**Prompt 1:**
In the proxy statement excerpt below, what date was fixed as the record date for deciding which beneficial shareholders may vote at the Meetings?

The Portfolios serve as an investment vehicle for insurance companies (collectively, the “Participating Insurance Companies”) issuing variable annuity contracts and variable life insurance contracts (the “Contracts”).  As of the date of this Proxy Statement, Prudential Annuities Life Assurance Corporation (“PALAC”), Pruco Life Insurance Company (“Pruco”), and Pruco Life Insurance Company of New Jersey (“Pruco NJ”) are the only Participating Insurance Companies.  ASLAC, Pruco and Pruco NJ are affiliates of each of the Trust’s investment managers, Prudential Investments LLC and AST Investment Services, Inc.  Each Participating Insurance Company holds assets invested in these Contracts in various separate accounts, each of which is divided into sub-accounts investing exclusively in a mutual fund or in a portfolio of a mutual fund. Therefore, Contract owners who have allocated their account values to applicable sub-accounts are indirectly invested in the Portfolio through the Contracts and should consider themselves shareholders of the Portfolios for purposes of this Proxy Statement. Each Participating Insurance Company is required to offer Contract owners the opportunity to instruct the Participating Insurance Company, as record owner of the Portfolio shares held in its separate accounts, how it should vote at the Meetings.

 

The close of business on April 21, 2008 has been fixed as the record date for the determination of beneficial shareholders of the Portfolios entitled to notice of, and to vote at, the Meetings.  As of the record date, the following shares of beneficial interest of each Portfolio were outstanding:

 

AST Aggressive Asset Allocation Portfolio

 

33,941,437

 

shares

 

AST Capital Growth Asset Allocation Portfolio

 

515,962,082

 

shares

 

AST Conservative Asset Allocation Portfolio

 

157,647,647

 

shares

 

AST Preservation Asset Allocation Portfolio

 

100,903,214

 

shares

 

AST Advanced Strategies Portfolio

 

144,140,611

 

shares

 

 

Copies of the Trust’s most recent annual and semi-annual reports, including financial statements, have previously been delivered to shareholders. Beneficial shareholders of the Trust may obtain without charge additional copies of the Trust’s  annual and semi-annual reports by writing the Trust at Gateway Center Three, 100 Mulberry Street, Newark, New Jersey 07102, or by calling (800) 752-6342.

 

1



 

PROPOSAL:

 

TO APPROVE A SUBADVISORY AGREEMENT AMONG PRUDENTIAL INVESTMENTS LLC, AST INVESTMENT SERVICES, INC. AND EACH OF QUANTITATIVE MANAGEMENT ASSOCIATES LLC, PRUDENTIAL INVESTMENT MANAGEMENT, INC. AND JENNISON ASSOCIATES LLC FOR EACH PORTFOLIO

 

The Board of the Trust, including the Independent Trustees, has approved, and recommends that the shareholders of each Portfolio approve, a subadvisory agreement among Prudential Investments LLC (“PI”), AST Investment Services, Inc. (“AST Investment” and with PI, collectively the “Manager”) and each of Quantitative Management Associates LLC (“QMA”), Prudential Investment Management, Inc. (“PIM”) and Jennison Associates LLC (“Jennison”) under which QMA, PIM and Jennison would serve as Subadvisers to each of the Portfolios (the “Proposed Subadvisory Agreement”).  The Proposed  Subadvisory Agreement with QMA, PIM and Jennison in substantially final form is attached as Exhibit A.

**Exercise data:**

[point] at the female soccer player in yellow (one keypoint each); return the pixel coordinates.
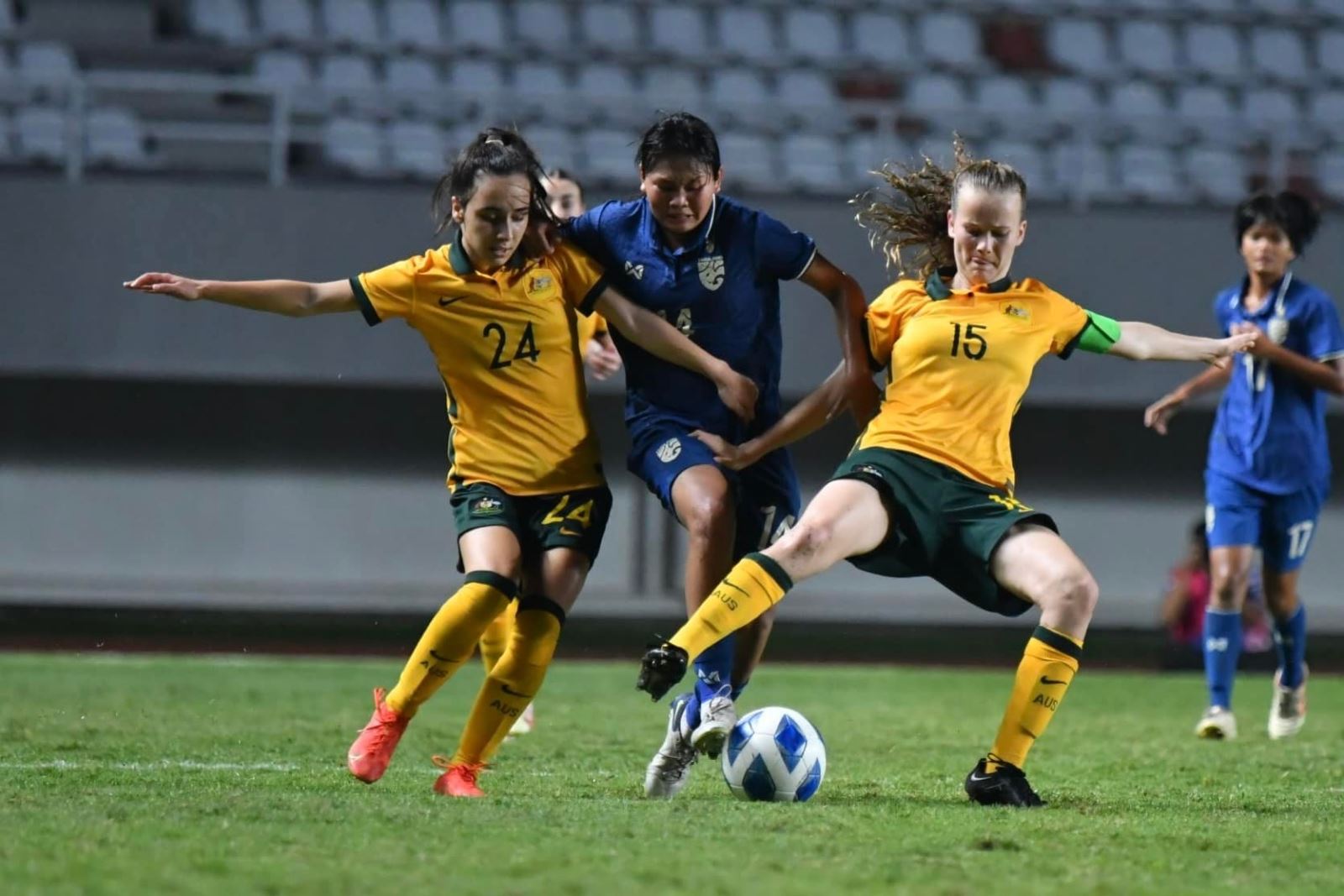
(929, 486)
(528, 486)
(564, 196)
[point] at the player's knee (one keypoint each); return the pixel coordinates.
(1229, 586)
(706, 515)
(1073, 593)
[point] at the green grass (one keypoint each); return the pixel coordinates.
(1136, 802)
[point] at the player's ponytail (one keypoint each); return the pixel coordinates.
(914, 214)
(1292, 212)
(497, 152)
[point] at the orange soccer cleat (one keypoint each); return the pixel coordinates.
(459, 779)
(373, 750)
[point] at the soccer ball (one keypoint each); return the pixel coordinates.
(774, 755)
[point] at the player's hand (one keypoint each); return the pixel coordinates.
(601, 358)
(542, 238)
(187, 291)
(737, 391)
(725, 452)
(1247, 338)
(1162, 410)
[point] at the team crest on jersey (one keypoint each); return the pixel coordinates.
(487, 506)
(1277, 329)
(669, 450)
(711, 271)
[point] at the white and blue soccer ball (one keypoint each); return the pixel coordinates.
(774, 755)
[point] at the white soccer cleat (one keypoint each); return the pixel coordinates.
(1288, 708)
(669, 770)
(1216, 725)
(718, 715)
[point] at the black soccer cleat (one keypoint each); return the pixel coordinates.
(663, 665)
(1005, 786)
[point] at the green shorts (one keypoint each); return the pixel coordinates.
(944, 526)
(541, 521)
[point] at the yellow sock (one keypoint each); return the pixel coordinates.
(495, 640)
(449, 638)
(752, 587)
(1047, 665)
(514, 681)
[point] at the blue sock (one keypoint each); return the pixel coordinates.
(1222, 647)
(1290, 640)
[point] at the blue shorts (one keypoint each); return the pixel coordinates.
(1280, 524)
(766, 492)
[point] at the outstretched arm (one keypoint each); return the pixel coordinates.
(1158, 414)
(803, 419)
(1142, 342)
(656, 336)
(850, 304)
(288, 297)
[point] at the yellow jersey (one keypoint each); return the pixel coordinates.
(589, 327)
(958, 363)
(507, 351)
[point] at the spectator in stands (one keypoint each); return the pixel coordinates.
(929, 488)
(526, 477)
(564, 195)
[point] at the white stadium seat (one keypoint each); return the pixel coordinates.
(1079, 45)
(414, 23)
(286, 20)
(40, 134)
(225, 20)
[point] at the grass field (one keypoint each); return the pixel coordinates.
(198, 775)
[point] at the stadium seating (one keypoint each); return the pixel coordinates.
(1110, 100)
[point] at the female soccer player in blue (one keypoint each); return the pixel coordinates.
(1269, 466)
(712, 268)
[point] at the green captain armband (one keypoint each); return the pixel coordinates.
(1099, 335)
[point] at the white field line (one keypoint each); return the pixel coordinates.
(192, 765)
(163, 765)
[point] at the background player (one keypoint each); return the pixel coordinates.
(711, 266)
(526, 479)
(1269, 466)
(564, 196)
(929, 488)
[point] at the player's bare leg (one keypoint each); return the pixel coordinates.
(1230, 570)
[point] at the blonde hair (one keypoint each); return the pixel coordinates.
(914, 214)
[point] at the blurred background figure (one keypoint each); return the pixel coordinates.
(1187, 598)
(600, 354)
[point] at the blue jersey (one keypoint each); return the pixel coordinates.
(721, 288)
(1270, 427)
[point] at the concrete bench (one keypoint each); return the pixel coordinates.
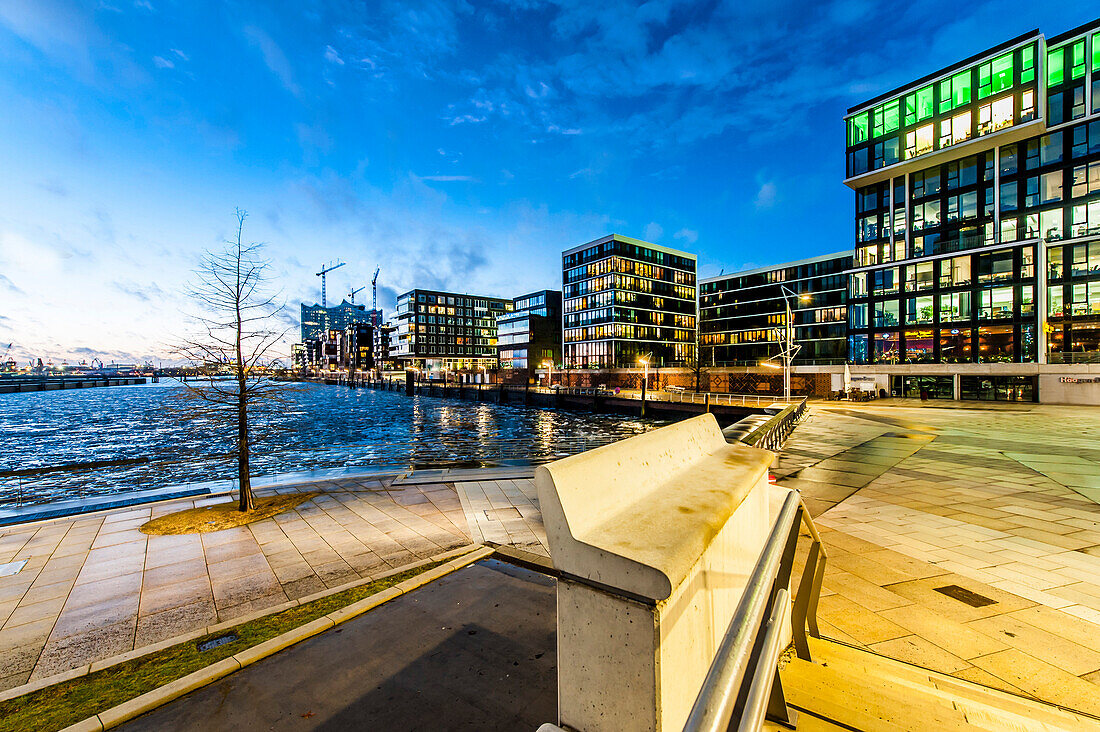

**Prompt 2:**
Print, line for line and unchanged, the part of the entries that opens with the line containing "[point] at the blonde" and closes with the end of the entries, with both ends included. Leave the pictures out.

**Written response 1:**
The close of business on April 21, 2008.

**Written response 2:**
[point] at the blonde hair (one keypoint each); return the pixel coordinates.
(914, 214)
[point] at the blurred background figure (one keypoint each); return the pixel coordinates.
(1187, 598)
(600, 354)
[point] at the blue jersey (one keypoint each); return the pixel coordinates.
(721, 288)
(1270, 427)
[point] at the concrete bench (one keypoint each); return the pixel coordinates.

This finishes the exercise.